--- Begin Exercise data ---

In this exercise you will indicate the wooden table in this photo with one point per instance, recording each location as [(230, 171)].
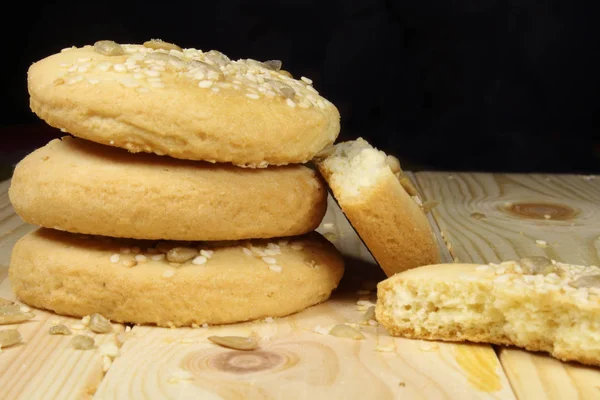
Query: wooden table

--- End Exercise data ---
--- Begin Exercise data ---

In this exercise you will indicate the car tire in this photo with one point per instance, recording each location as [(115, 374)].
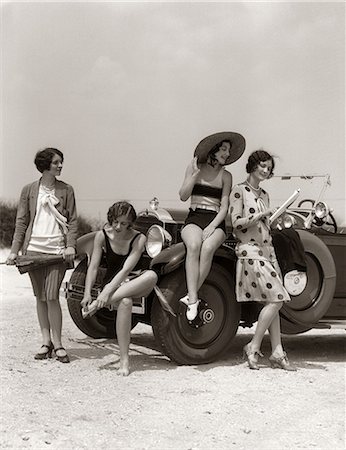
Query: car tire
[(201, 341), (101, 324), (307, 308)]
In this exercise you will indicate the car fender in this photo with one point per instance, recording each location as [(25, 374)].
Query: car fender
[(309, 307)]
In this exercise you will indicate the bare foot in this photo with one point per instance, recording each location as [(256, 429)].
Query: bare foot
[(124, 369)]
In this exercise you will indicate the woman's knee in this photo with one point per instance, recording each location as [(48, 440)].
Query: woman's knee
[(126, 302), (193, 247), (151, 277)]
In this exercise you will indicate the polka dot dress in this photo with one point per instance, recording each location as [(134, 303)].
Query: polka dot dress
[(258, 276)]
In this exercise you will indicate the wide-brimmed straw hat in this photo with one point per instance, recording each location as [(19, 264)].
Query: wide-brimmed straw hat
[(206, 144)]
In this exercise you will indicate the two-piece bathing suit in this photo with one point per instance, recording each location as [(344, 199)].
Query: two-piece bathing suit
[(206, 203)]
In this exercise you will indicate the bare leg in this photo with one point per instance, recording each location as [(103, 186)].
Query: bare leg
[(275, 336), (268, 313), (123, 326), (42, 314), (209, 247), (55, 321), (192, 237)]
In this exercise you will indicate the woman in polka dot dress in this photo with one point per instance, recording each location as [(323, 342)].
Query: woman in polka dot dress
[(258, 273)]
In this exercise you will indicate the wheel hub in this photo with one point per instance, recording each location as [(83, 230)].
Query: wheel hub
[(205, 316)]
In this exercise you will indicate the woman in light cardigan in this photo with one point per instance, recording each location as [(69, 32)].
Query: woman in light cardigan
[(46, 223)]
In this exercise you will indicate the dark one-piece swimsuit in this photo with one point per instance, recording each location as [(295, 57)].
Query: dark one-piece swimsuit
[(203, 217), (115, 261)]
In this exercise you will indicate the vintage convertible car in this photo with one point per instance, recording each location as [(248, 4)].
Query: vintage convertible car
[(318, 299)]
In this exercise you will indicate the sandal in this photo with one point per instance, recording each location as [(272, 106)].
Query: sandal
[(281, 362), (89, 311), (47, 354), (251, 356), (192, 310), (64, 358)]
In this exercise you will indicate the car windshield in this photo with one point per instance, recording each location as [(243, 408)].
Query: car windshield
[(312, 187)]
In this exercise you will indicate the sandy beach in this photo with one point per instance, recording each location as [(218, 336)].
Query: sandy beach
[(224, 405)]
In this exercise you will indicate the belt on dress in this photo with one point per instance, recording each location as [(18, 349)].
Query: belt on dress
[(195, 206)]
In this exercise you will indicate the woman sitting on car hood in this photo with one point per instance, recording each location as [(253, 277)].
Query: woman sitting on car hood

--- End Exercise data ---

What you need to do: Can you recast the lines above as a numbered list, starting at the line containing "In this exercise you will indicate the bare foot" and ending at the line containing "[(206, 144)]", with both of those lines included and any blank lines dropped?

Task response:
1. In this exercise you will indicate the bare foot in this photo with one point per instance, recording each location as [(256, 429)].
2. Query: bare foot
3. [(124, 369)]
4. In this exercise you will indicate the woman's knee in this photo with one point per instance, recording each location as [(48, 440)].
5. Query: woman's knee
6. [(126, 302), (193, 247), (151, 277)]
7. In this exercise you will indicate the polka dot dress in this photo with one point per instance, recording each location as [(134, 303)].
8. Query: polka dot dress
9. [(258, 276)]
10. In this exercise you will indicate the wide-brimmed straw hat in this photo with one point per instance, recording each location as [(19, 264)].
11. Query: wide-brimmed straw hat
12. [(206, 144)]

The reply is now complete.